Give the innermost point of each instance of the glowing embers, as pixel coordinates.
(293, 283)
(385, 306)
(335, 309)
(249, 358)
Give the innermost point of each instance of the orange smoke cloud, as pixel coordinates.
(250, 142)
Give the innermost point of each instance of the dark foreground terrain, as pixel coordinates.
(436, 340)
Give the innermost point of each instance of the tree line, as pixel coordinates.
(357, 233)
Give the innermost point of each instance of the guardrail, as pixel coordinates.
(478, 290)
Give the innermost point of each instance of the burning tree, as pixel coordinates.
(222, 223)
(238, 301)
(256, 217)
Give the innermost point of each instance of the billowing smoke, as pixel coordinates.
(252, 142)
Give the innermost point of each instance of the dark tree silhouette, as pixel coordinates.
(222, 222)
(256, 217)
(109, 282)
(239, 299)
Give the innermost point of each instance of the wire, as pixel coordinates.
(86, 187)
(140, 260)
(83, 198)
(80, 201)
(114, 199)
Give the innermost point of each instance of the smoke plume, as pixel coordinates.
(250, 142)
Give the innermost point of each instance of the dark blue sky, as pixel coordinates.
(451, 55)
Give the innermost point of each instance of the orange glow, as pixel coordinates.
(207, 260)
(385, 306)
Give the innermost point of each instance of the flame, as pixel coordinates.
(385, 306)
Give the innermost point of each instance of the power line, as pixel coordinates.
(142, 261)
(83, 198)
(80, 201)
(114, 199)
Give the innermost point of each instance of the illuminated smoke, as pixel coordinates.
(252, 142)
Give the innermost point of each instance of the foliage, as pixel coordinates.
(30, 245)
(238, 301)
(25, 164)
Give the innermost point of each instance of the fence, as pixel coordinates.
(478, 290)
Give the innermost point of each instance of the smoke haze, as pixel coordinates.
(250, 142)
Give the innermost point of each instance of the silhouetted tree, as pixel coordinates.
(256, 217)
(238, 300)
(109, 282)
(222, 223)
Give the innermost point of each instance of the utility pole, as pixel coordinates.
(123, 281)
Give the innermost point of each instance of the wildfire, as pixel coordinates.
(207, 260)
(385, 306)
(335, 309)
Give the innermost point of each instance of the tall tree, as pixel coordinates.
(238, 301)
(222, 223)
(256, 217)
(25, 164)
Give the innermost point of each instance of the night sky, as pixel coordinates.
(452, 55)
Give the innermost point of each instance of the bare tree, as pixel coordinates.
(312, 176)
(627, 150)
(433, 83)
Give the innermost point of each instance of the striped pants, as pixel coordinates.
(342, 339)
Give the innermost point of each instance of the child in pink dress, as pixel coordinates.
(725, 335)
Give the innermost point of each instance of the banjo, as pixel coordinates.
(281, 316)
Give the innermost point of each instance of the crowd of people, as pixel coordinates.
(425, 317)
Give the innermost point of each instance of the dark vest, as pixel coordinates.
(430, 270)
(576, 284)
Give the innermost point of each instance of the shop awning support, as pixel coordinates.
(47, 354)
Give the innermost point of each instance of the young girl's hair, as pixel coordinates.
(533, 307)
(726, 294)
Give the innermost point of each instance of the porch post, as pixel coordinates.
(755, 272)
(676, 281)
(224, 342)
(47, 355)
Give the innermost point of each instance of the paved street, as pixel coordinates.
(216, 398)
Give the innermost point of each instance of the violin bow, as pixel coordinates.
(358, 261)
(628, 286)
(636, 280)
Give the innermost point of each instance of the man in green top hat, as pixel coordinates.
=-=-=
AIM OF THE EXERCISE - Repeat exactly the lines above, starting with the line that contains "Give the innermost point of each instance of the striped" and ending with the last line, both included, and nothing else.

ANSWER IN FULL -
Give the innermost point of each instance of the striped pants, as pixel coordinates.
(342, 339)
Give the innermost point of each instance of the child in pink dress, as pixel coordinates.
(725, 335)
Give the innermost point of each instance of the banjo, as pixel coordinates.
(281, 316)
Give the innermost point of each instance of the crowd of people, as pixel coordinates.
(425, 317)
Give the innermost point of each instance of the dark vest, as pixel coordinates.
(430, 270)
(576, 284)
Give the innermost point of each instance of the shop awning support, as pixel coordinates.
(47, 354)
Give the innermost point of each instance of the young girl's hair, as pixel coordinates.
(533, 307)
(726, 294)
Give the innermost point of each instance of the porch post, as pixel coordinates.
(755, 272)
(676, 281)
(224, 342)
(47, 355)
Give the innermost point of each instance of the paved street, as pixel coordinates.
(216, 398)
Give the innermost point of each instance of the violin bow, as pixel coordinates.
(358, 261)
(628, 286)
(636, 280)
Give the innermost point of each instance of the man in green top hat, as pixel coordinates.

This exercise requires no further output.